------ Testo fornito ------

Il capitano non pedalatore Caparrini manda subito in campo una formazione con tre attaccanti di ruolo: il patriarca Nucci, il coriaceo Pisaturo e il cosciuto Cordero che alla sua prima puntata transalpina dopo quattro Giri d'Italia non sembra intenzionato a rimirare schiene o gropponi. Dietro le tre punte giocano l'altro patriarca Chiarugi e il fuggevole Muritano, col supporto più arretrato e ponzante di Scardigli e Vezzosi. La difesa è composta dal volubile Cocchetti, dal pavido Ulivieri e dalla bubbolante Bertelli, a usbergo del portiere Seripa che dopo un incidente in mountain bike deve imparare a pedalare con un omero solo.

La partita sembra già chiusa prima del confine di stato quando Pisaturo prende il largo impercettibilmente. Cordero e Nucci lo braccano inquadrandolo nel mirino lungo i cinque tornanti nella roccia mentre Chiarugi si accontenta di staccare Muritano intento a rispondere al telefono. Scardigli e Vezzosi fungono da mediani di spinta davanti al vuoto. Infatti sul Col de l'Echelle i primi sette attendono i difensori con crescente apprensione, finché non li vedono arrivare calmi e solidali davanti al dolorante Seripa.

Sul colle itinerante la Bertelli riesce ad attaccare un piccolo bottone a due neozelandesi bianconeri che si distinguono per un'ammiccante bici a fiori ma non c'è tempo per tergiversare oltre la foto. La visione di tappa incombe e a quest'ora i tre podisti sono già in azione. Devono sobbarcarsi dieci chilometri di statale D1091 da Briançon a La-Salle-les-Alpes senza pensare al ritorno. I ciclisti intanto si godono la placida valle della Clarée e la rampogna della Bertelli per un passaggio col rosso a Val des Prés, prima d'immettersi nella via di tappa. In verità per la prima volta nella storia il supremo cartografo Caparrini è riuscito a concepire una visone senza nemmeno un metro di percorso di tappa. Ed è quel che puntualmente si verifica presso una rotonda a cinquecento metri dall'arrivo, affollato ricettacolo internazionale di tutti i ciclisti che hanno avuto la stessa idea.

Il presidente coi due palafrenieri, sorpassato nel finale di marcia, giunge per impartire le disposizioni d'attesa, lasciando libertà di coscienza a chi vuole saccheggiare la Boutique du Tour, assaltare la carovana pubblicitaria, giacere all'ombra dei cespugli del carrefour, o addirittura pranzare. Quest'ultima attività è naturalmente invisa dallo spartano Chiarugi che digiunante tenta di afferrare gli oggetti meteorici che piovono dai veicoli e che sono conquistabili a colpi di tacchetto sulle mani degli avversari grandi e piccini. Dopo sole tre ore di queste occupazioni moratorie, con ventotto occhi occasionalmente puntati sul maxischermo della TV francese, gli Empolitour possono finalmente apprezzare le abilità centrifughe di Roglic e dei seguenti professionisti sfreccianti nella rotatoria, e possono poi fuggire in albergo dopo una decina di queste rotazioni senza che i gendarmi li sequestrino fino alla voiture balai. Il secondo lieto evento riguarda il destino dei tre marciatori che sembrava segnato da un ritorno notturno e che invece è abbreviato da un automobilista italiano persuaso dalle loro dichiarazioni di mansuetudine professionale.

------

Istruzioni dell'esercizio:
- a) Riscrivi in forma di elenco, più breve, il paragrafo del racconto che inizia con "La partita sembra già chiusa", conservandone i fatti principali.
- b) Nei record, sostituisci "sheep" con "lamb" in tutto il tratto che va dalla riga contenente "[pin] green pasture -- one per line" fino alla fine dei record, estremi compresi. Riporta soltanto quel tratto, senza le immagini.

------ Insieme di record ------

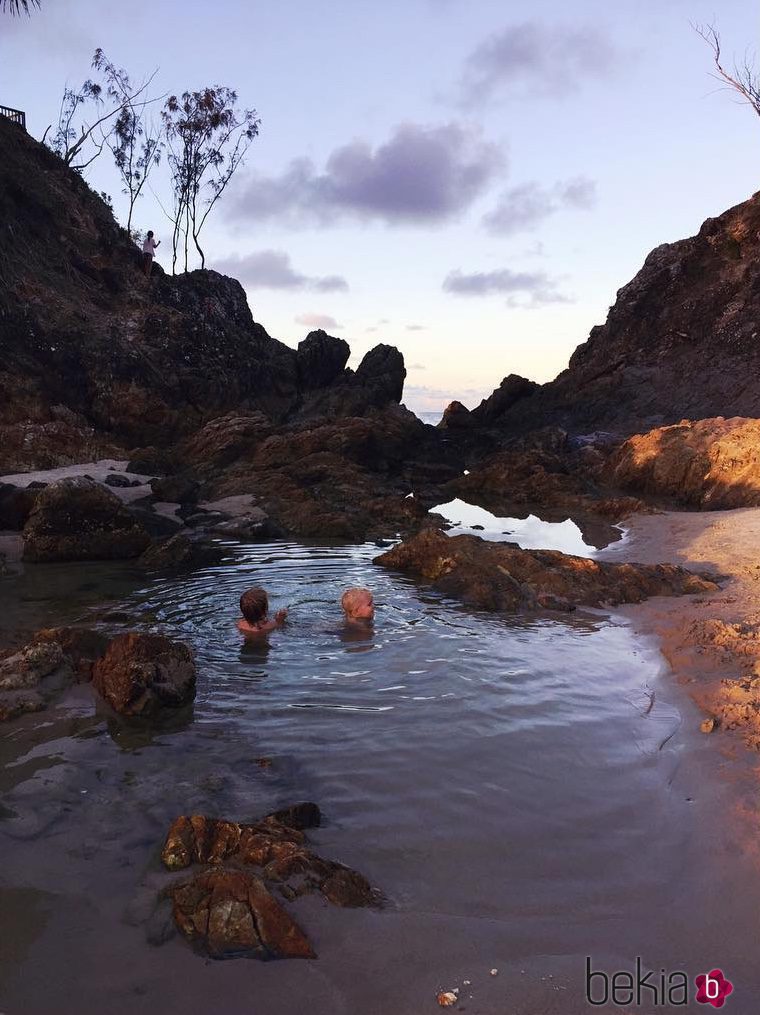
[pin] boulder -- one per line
(16, 503)
(79, 520)
(180, 551)
(180, 489)
(709, 464)
(321, 359)
(495, 577)
(140, 674)
(231, 912)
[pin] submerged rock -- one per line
(77, 519)
(708, 464)
(276, 848)
(499, 578)
(231, 912)
(140, 674)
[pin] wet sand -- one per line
(711, 643)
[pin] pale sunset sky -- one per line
(468, 180)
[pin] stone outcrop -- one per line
(141, 674)
(500, 578)
(79, 520)
(228, 907)
(709, 464)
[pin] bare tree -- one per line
(79, 140)
(134, 140)
(16, 6)
(207, 138)
(742, 78)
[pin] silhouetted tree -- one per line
(207, 139)
(743, 78)
(79, 141)
(16, 6)
(134, 141)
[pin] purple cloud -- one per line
(323, 321)
(272, 270)
(536, 285)
(526, 206)
(534, 58)
(419, 175)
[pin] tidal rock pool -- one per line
(526, 792)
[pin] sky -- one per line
(470, 181)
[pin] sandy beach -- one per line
(710, 641)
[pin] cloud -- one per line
(537, 59)
(420, 175)
(319, 321)
(273, 270)
(526, 206)
(536, 285)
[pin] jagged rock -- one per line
(511, 390)
(150, 462)
(181, 489)
(456, 415)
(79, 520)
(180, 551)
(321, 359)
(707, 464)
(140, 674)
(16, 503)
(494, 577)
(230, 912)
(276, 846)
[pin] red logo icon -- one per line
(713, 989)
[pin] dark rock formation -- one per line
(680, 342)
(231, 912)
(709, 464)
(499, 578)
(276, 848)
(79, 520)
(140, 674)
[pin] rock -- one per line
(150, 462)
(79, 520)
(321, 359)
(180, 551)
(118, 479)
(16, 503)
(231, 912)
(276, 846)
(22, 675)
(711, 464)
(494, 577)
(181, 489)
(140, 674)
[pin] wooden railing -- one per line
(15, 115)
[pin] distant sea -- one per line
(430, 417)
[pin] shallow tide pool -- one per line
(526, 791)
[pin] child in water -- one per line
(255, 607)
(358, 606)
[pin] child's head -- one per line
(357, 604)
(254, 605)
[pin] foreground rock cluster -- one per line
(502, 578)
(228, 908)
(136, 674)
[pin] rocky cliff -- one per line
(93, 357)
(682, 341)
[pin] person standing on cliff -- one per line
(148, 251)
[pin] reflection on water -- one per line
(513, 786)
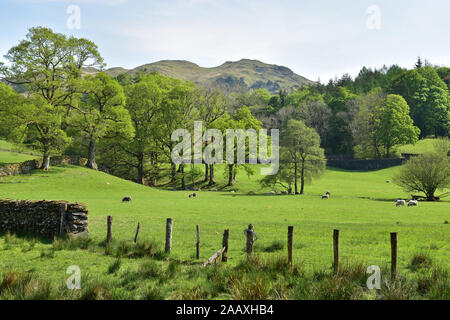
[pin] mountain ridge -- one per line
(231, 76)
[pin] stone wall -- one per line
(27, 166)
(43, 218)
(365, 164)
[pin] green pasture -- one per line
(361, 206)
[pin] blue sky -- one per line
(317, 38)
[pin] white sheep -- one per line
(413, 203)
(400, 203)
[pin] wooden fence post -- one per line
(198, 243)
(336, 251)
(137, 232)
(249, 234)
(226, 235)
(290, 241)
(62, 223)
(169, 225)
(394, 254)
(109, 229)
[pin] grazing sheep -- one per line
(413, 203)
(400, 203)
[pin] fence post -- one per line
(394, 254)
(336, 251)
(198, 243)
(226, 235)
(249, 234)
(290, 241)
(169, 225)
(62, 224)
(109, 229)
(137, 232)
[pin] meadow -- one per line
(362, 207)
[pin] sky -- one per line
(316, 38)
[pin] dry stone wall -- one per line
(43, 218)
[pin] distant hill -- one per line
(231, 76)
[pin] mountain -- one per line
(231, 76)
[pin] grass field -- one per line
(421, 146)
(361, 206)
(13, 157)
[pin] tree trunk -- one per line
(183, 183)
(302, 177)
(46, 162)
(230, 175)
(91, 156)
(211, 175)
(295, 177)
(206, 173)
(141, 168)
(174, 171)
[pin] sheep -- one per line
(400, 203)
(413, 203)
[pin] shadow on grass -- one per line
(27, 237)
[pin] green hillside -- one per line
(230, 76)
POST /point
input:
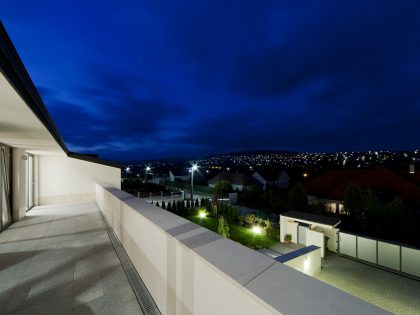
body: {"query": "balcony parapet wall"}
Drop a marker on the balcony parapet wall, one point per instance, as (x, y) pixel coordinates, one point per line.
(191, 270)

------

Risposte complete:
- a)
- Prima del confine di stato Pisaturo prende il largo.
- Cordero e Nucci lo inseguono lungo i cinque tornanti nella roccia.
- Chiarugi stacca Muritano, che sta rispondendo al telefono.
- Scardigli e Vezzosi fanno da mediani di spinta.
- Sul Col de l'Echelle i primi sette aspettano i difensori, che arrivano calmi e solidali davanti al dolorante Seripa.

- b)
[pin] green pasture -- one per line
(361, 206)
[pin] blue sky -- one per line
(317, 38)
[pin] white lamb -- one per line
(413, 203)
(400, 203)
[pin] wooden fence post -- one per line
(198, 243)
(336, 251)
(137, 232)
(249, 234)
(226, 235)
(290, 241)
(62, 223)
(169, 225)
(394, 254)
(109, 229)
[pin] grazing lamb -- one per line
(413, 203)
(400, 203)
[pin] fence post -- one per line
(394, 254)
(336, 251)
(198, 243)
(226, 235)
(249, 234)
(290, 241)
(169, 225)
(62, 224)
(109, 229)
(137, 232)
[pin] meadow -- one per line
(362, 207)
[pin] sky -- one per line
(316, 38)
[pin] dry stone wall -- one per line
(43, 218)
[pin] distant hill -- one per line
(231, 76)
[pin] mountain -- one per line
(231, 76)
[pin] grass field -- one per line
(421, 146)
(361, 206)
(13, 157)
[pin] tree trunk -- one per line
(183, 183)
(302, 177)
(46, 162)
(230, 175)
(91, 156)
(211, 175)
(295, 177)
(206, 173)
(141, 168)
(174, 171)
[pin] lamb -- one per line
(400, 203)
(413, 203)
[pin] shadow on grass -- one per line
(27, 237)
[pin] green hillside -- one per line
(230, 76)
POST /point
input:
body: {"query": "balcony parapet wall"}
Drop a marker on the balcony parapet wall, one point per instance, as (x, y) pixel coordinates, one point per line.
(191, 270)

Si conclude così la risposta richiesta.